Written instruction: Report every line of the records below that contains the string "water". Case counts.

Data extract:
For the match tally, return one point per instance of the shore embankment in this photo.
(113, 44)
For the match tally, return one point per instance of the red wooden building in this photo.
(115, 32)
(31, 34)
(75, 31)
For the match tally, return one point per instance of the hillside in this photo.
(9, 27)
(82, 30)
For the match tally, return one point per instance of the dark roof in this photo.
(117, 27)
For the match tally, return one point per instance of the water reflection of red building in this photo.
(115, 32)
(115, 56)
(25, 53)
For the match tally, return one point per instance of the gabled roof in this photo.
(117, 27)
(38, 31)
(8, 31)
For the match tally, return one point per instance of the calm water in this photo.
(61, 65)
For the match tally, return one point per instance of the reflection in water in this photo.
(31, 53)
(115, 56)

* * *

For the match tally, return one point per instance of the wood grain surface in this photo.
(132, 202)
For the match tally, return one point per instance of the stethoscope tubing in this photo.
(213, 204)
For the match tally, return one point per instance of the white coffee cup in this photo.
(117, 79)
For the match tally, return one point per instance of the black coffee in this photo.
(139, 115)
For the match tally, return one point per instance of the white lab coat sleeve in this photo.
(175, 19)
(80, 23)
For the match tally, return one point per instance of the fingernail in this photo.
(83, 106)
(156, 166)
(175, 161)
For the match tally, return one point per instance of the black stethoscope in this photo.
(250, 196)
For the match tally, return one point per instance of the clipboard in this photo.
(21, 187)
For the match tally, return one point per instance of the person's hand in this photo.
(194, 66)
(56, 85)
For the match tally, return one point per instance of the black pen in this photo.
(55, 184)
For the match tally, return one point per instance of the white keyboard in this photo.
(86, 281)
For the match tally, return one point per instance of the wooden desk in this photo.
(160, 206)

--

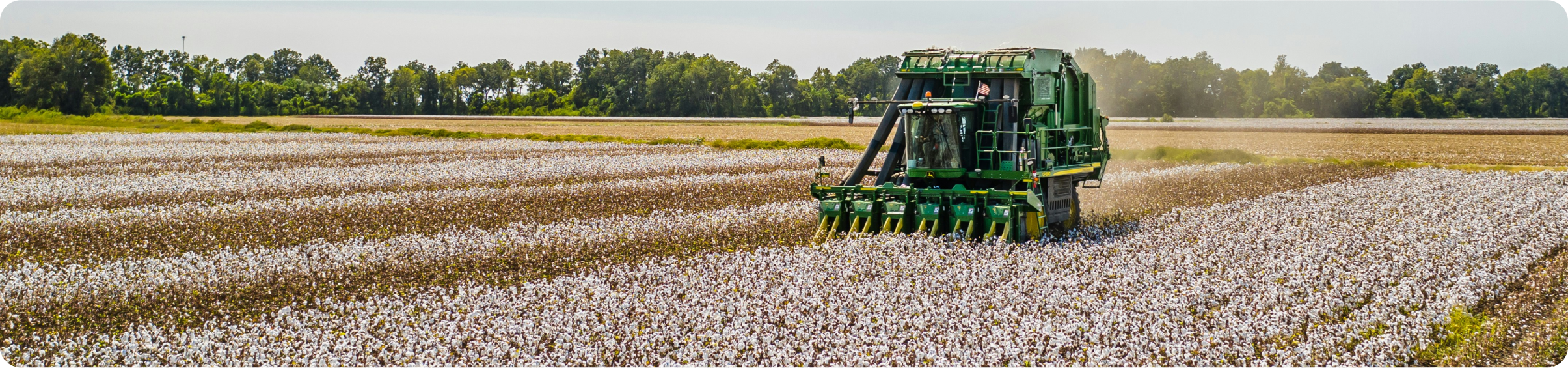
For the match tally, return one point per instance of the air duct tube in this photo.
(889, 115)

Exercise output:
For the match tally, return one point per instance of the water reflection of red building in this photo.
For the match tally, return one point per instance of the calm water in this photo.
For the match tally, return one point per instance of the reflection in water in this photo.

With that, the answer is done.